### Source extract
——————
Indeed that may have come.
[Q] It may not have arisen from language but...
It didn't originate from language at all because in fact language is probably an invention based on these... these and other evolutionary events; in which, for instance, your larynx dropped down, you had a super-laryngeal space, you had the capacity for imitation; all kinds of things of that kind. In any event, when you have higher order consciousness you have what are the equivalent of words, let me call them tokens. You now can replace the input from the outside world with your own internal input of the named or token objects. Now chimps have this. Chimps have that semantics; they have meaning attributed to objects or codes but they don't have syntax. They can't recombine the whole thing in a structural way that we do with grammar. So they have higher-order consciousness but not like ours. By the time you get to us, after we've invented language during evolution – I don't know when, 70,000 years ago, 100,000 years ago, whatever it is – there's an explosion of terminology as it were, you have the stuff in your head and you can imagine all kinds of fantasies and your qualia or even more. Now let me settle that question.
People make a great fuss about qualia... they call it the explanatory gap. How can the firing of neurons give rise to these warm sensations, these green sensations, etc.? Well, that question is ill-posed in my opinion because it misunderstands what science does. I'll get to that. But let me make a flat statement. According to this theory based on the neural Darwinism and the theory of neuronal group selection, consciousness is the qualia; the qualia are the discriminations. And you differ from a thermostat when you record heat in the following way: with the thermostat it's two positions – with you it could be oh, you just crashed your car or had someone bump into your car, you just had a problem about collecting a cheque, you were thinking of this and, God, isn't it warm in here? You have an immense multi-dimensional interaction of discrimination states and those states are exactly those discriminations and we know, neurologically speaking, why they're discriminant, because the nerves that come from this, from the visual centers are not the same patterns as the nerves that come from the auditory ones and their targets are not the same. So what have you got here? Well, what you have is what we call a dynamic core. This thalamocortical system is essential for consciousness. It's known that if you have a stroke in the thalamus you can become completely vegetative and not have any consciousness ever again. If you have a stroke in the cortex – for instance, the V1 where you handle vision primarily, on the path from the thalamus, V1 – you're blind, okay, but you're not losing consciousness. To get the cortex to have you lose consciousness you'd have to obliterate most of the cortex. But the thalamus is another story. The thalamus has particular nuclei which are responsible for setting the thresholds of these discriminations. That is the theory and the key part of the theory is this key event having to do with re-entry.
US biologist Gerald Edelman (1929-2014) successfully constructed a precise model of an antibody, a protein used by the body to neutralise harmful bacteria or viruses and it was this work that won him the Nobel Prize in Physiology or Medicine in 1972 jointly with Rodney R Porter. He then turned his attention to neuroscience, focusing on neural Darwinism, an influential theory of brain function.
——————
### Required actions
a) Which evolutionary events does the consciousness passage name as the basis on which language was probably invented?
b) Can you retype the consciousness passage verbatim, starting at the words "US biologist Gerald" and stopping after "of brain function."?
——————
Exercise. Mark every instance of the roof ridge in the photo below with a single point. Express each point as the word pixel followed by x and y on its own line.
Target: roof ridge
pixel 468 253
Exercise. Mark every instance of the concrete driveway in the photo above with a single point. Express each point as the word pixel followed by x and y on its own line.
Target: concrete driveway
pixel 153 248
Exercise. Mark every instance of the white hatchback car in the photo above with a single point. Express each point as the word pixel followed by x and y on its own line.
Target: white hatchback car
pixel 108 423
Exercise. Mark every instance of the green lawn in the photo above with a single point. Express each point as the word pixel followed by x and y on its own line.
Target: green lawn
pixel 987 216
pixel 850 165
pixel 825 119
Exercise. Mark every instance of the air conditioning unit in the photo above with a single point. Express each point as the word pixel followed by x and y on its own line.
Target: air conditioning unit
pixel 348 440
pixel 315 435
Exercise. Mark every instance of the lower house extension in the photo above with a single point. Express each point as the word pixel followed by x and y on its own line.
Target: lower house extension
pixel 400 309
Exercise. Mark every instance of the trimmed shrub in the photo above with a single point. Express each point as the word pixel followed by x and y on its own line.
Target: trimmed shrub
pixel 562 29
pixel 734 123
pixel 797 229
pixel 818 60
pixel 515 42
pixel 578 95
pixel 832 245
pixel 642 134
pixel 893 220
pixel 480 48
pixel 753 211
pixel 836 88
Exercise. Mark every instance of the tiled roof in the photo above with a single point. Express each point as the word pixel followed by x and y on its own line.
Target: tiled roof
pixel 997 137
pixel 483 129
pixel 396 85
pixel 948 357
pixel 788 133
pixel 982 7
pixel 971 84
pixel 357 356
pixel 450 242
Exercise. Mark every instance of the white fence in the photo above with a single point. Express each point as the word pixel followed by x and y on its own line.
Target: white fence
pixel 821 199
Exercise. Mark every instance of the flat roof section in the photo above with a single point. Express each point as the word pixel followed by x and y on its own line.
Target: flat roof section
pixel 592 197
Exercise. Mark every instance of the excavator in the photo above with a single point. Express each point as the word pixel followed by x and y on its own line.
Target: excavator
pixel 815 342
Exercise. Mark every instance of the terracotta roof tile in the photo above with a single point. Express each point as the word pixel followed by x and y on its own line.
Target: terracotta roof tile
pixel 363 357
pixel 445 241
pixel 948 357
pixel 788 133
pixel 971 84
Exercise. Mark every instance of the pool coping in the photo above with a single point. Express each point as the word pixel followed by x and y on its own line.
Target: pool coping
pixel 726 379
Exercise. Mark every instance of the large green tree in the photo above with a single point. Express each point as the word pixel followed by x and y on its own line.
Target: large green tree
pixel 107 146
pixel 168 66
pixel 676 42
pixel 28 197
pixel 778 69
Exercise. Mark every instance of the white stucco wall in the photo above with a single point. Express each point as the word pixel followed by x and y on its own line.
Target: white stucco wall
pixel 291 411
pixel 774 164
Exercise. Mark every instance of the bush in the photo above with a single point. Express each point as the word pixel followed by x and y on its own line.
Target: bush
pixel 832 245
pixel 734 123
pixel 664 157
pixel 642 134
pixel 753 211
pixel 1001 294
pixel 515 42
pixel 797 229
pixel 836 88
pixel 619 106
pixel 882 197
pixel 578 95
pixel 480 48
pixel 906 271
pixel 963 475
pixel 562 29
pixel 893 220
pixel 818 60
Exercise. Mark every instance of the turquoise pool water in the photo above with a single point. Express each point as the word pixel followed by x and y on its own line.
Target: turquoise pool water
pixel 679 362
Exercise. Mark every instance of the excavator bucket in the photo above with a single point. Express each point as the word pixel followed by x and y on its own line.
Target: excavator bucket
——————
### Results of the exercise
a)
- The larynx dropped down
- A super-laryngeal space
- The capacity for imitation

b)
US biologist Gerald Edelman (1929-2014) successfully constructed a precise model of an antibody, a protein used by the body to neutralise harmful bacteria or viruses and it was this work that won him the Nobel Prize in Physiology or Medicine in 1972 jointly with Rodney R Porter. He then turned his attention to neuroscience, focusing on neural Darwinism, an influential theory of brain function.